Point labeling examples:
________________

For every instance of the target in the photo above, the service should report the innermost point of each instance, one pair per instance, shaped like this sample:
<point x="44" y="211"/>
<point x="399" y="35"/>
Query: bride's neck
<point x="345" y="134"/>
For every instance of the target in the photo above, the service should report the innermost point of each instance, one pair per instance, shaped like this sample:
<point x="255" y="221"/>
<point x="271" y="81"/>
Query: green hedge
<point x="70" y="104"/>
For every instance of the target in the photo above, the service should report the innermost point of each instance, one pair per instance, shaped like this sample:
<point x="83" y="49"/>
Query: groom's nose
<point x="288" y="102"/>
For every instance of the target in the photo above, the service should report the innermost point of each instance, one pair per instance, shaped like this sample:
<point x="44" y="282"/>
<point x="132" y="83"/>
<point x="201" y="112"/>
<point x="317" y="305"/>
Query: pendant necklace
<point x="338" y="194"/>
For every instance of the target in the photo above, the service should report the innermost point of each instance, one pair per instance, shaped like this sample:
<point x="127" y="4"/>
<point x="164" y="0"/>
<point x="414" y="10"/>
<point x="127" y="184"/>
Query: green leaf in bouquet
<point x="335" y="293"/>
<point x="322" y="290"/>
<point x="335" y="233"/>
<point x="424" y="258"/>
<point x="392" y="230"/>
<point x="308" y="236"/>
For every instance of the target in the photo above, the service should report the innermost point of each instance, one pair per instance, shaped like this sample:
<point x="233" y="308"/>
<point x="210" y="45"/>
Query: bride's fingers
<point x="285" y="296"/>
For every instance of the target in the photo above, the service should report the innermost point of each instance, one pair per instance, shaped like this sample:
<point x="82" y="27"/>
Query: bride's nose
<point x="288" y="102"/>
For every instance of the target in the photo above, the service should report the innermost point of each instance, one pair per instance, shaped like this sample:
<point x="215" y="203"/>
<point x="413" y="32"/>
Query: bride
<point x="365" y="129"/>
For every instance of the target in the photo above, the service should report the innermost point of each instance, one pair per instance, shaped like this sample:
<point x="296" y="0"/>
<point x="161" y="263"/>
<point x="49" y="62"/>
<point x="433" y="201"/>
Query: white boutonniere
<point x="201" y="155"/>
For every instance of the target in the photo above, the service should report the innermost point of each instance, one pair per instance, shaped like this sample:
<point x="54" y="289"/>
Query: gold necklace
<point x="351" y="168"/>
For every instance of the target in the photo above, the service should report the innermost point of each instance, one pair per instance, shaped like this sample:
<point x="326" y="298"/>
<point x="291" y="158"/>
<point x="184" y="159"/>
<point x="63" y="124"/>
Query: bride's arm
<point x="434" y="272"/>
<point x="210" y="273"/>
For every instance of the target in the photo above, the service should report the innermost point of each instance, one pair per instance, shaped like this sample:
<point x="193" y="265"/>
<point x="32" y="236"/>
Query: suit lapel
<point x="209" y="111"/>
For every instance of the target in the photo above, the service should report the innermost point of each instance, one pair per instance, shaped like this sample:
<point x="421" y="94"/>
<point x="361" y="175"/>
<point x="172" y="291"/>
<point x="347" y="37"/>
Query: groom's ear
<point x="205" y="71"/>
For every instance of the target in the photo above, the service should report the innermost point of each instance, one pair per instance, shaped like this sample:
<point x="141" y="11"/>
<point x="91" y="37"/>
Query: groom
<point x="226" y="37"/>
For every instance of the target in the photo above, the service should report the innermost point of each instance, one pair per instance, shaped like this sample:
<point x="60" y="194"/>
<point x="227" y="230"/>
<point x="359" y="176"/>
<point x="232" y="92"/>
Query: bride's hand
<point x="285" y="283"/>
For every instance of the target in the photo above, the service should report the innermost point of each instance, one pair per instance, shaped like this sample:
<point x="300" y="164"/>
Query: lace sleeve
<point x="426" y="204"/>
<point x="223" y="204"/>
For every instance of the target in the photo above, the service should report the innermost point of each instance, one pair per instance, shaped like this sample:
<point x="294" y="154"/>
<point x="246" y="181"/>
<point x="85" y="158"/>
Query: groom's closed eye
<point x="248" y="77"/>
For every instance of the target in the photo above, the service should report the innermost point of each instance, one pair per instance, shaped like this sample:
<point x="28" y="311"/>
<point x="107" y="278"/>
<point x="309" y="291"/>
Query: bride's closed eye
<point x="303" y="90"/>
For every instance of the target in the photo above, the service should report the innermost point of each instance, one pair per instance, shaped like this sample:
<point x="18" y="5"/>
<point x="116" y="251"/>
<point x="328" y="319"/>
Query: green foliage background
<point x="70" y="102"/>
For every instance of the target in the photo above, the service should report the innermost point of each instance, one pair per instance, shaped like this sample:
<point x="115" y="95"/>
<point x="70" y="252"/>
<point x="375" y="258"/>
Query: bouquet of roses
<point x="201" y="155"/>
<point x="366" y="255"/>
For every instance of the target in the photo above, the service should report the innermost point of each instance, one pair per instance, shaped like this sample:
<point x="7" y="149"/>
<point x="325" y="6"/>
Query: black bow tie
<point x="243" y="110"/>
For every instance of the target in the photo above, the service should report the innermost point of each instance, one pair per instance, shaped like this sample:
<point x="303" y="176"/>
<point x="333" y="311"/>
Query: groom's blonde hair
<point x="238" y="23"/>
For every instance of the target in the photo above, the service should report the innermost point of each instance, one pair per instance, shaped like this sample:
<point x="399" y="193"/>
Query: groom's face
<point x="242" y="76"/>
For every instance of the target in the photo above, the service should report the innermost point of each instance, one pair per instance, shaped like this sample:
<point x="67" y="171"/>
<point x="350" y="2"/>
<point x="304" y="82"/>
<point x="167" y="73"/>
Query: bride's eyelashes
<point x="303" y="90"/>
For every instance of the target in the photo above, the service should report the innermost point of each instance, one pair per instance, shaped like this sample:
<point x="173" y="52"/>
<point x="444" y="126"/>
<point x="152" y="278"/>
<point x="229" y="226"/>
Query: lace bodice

________________

TASK BRIEF: Reproduce the data in full, exactly as presented.

THE OUTPUT:
For every instance of the target in the photo above, the service should report the innermost point of each instance, one pair per instance, shaped like this sample:
<point x="44" y="211"/>
<point x="399" y="35"/>
Query: bride's neck
<point x="345" y="134"/>
For every instance of the target in the photo above, the service should report the innermost point of each instance, one pair per instance, shaped like this sample:
<point x="255" y="221"/>
<point x="271" y="81"/>
Query: green hedge
<point x="70" y="104"/>
For every instance of the target in the photo above, the service should report the innermost point of each instance, one pair per instance, shaped like this sample:
<point x="83" y="49"/>
Query: groom's nose
<point x="288" y="102"/>
For every instance of the target in the photo above, the service should report the innermost point of each instance, one pair per instance, shaped like this sample:
<point x="44" y="282"/>
<point x="132" y="83"/>
<point x="201" y="112"/>
<point x="317" y="305"/>
Query: pendant necklace
<point x="338" y="194"/>
For every instance of the target in the photo above, the service should report the innermost point of each instance, one pair per instance, shaped like this sample:
<point x="127" y="4"/>
<point x="164" y="0"/>
<point x="414" y="10"/>
<point x="127" y="184"/>
Query: green leaf in bouquet
<point x="335" y="293"/>
<point x="322" y="290"/>
<point x="335" y="233"/>
<point x="424" y="258"/>
<point x="392" y="230"/>
<point x="308" y="236"/>
For every instance of the target in the photo above, the service should report the innermost point of each instance, one pair per instance, shaped like this sample:
<point x="233" y="308"/>
<point x="210" y="45"/>
Query: bride's fingers
<point x="285" y="296"/>
For every instance of the target in the photo above, the service should report the innermost point of each instance, one pair per instance, shaped like this sample:
<point x="82" y="27"/>
Query: bride's nose
<point x="288" y="102"/>
For every instance of the target in the photo above, the service should report the innermost point of each instance, one pair per instance, shaped like this sample:
<point x="215" y="203"/>
<point x="413" y="32"/>
Query: bride
<point x="365" y="129"/>
For every instance of the target in the photo above, the service should report the innermost point of each instance, one pair per instance, shaped like this sample:
<point x="296" y="0"/>
<point x="161" y="263"/>
<point x="49" y="62"/>
<point x="433" y="201"/>
Query: white boutonniere
<point x="201" y="155"/>
For every instance of the target in the photo above, the service should report the innermost point of each instance, one pair per instance, shaped like this sample:
<point x="54" y="289"/>
Query: gold necklace
<point x="351" y="168"/>
For every instance of the target in the photo above, the service should report the innermost point of each instance, one pair per instance, shaped like this sample:
<point x="326" y="298"/>
<point x="291" y="158"/>
<point x="184" y="159"/>
<point x="63" y="124"/>
Query: bride's arm
<point x="434" y="272"/>
<point x="210" y="273"/>
For every instance of the target in the photo above, the service should report the innermost point of each instance, one pair per instance, shaped like this sample:
<point x="193" y="265"/>
<point x="32" y="236"/>
Query: suit lapel
<point x="209" y="111"/>
For every instance of the target in the photo above, the service should report the innermost point of each instance, one pair per instance, shaped like this sample:
<point x="421" y="94"/>
<point x="361" y="175"/>
<point x="172" y="291"/>
<point x="347" y="37"/>
Query: groom's ear
<point x="205" y="71"/>
For every instance of the target in the photo above, the service should report the innermost point of each instance, one pair per instance, shaped like this sample:
<point x="141" y="11"/>
<point x="91" y="37"/>
Query: groom
<point x="226" y="37"/>
For every instance of the target in the photo above, the service should report the innermost point of each instance, one pair per instance, shaped like this sample:
<point x="60" y="194"/>
<point x="227" y="230"/>
<point x="359" y="176"/>
<point x="232" y="92"/>
Query: bride's hand
<point x="285" y="283"/>
For every instance of the target in the photo above, the service should report the innermost point of each instance, one pair per instance, shaped like this sample:
<point x="300" y="164"/>
Query: lace sleeve
<point x="426" y="204"/>
<point x="223" y="204"/>
For every instance of the target in the photo above, the service should report the innermost point of each instance, one pair per instance, shaped like this sample:
<point x="294" y="154"/>
<point x="246" y="181"/>
<point x="85" y="158"/>
Query: groom's closed eye
<point x="248" y="77"/>
For every instance of the target in the photo above, the service should report the innermost point of each instance, one pair per instance, shaped like this sample:
<point x="28" y="311"/>
<point x="107" y="278"/>
<point x="309" y="291"/>
Query: bride's closed eye
<point x="303" y="90"/>
For every instance of the target in the photo above, the service should report the innermost point of each instance, one pair per instance, shaped like this sample:
<point x="18" y="5"/>
<point x="116" y="251"/>
<point x="328" y="319"/>
Query: green foliage background
<point x="70" y="102"/>
For every instance of the target in the photo above, the service should report the innermost point of each instance, one pair per instance, shaped like this sample:
<point x="115" y="95"/>
<point x="70" y="252"/>
<point x="375" y="258"/>
Query: bouquet of roses
<point x="201" y="155"/>
<point x="366" y="255"/>
For every instance of the target in the photo above, the service should report the innermost point of each instance, one pair per instance, shaped like this sample:
<point x="7" y="149"/>
<point x="325" y="6"/>
Query: black bow tie
<point x="243" y="110"/>
For every instance of the target in the photo above, the service should report the innermost point of each instance, one pair per instance, shaped like this sample:
<point x="303" y="176"/>
<point x="333" y="311"/>
Query: groom's blonde hair
<point x="238" y="23"/>
For every instance of the target in the photo above, the service should report the innermost point of each instance, one pair per instance, shaped like this sample:
<point x="399" y="193"/>
Query: groom's face
<point x="242" y="76"/>
For every instance of the target in the photo above, the service should report the innermost point of each instance, one pair per instance, shaped like this sample:
<point x="67" y="171"/>
<point x="350" y="2"/>
<point x="304" y="82"/>
<point x="167" y="73"/>
Query: bride's eyelashes
<point x="303" y="90"/>
For every instance of the target in the photo above, the service should report the innermost point of each instance, one pair per instance, shaped like this sample:
<point x="173" y="52"/>
<point x="444" y="126"/>
<point x="152" y="278"/>
<point x="229" y="226"/>
Query: lace bodice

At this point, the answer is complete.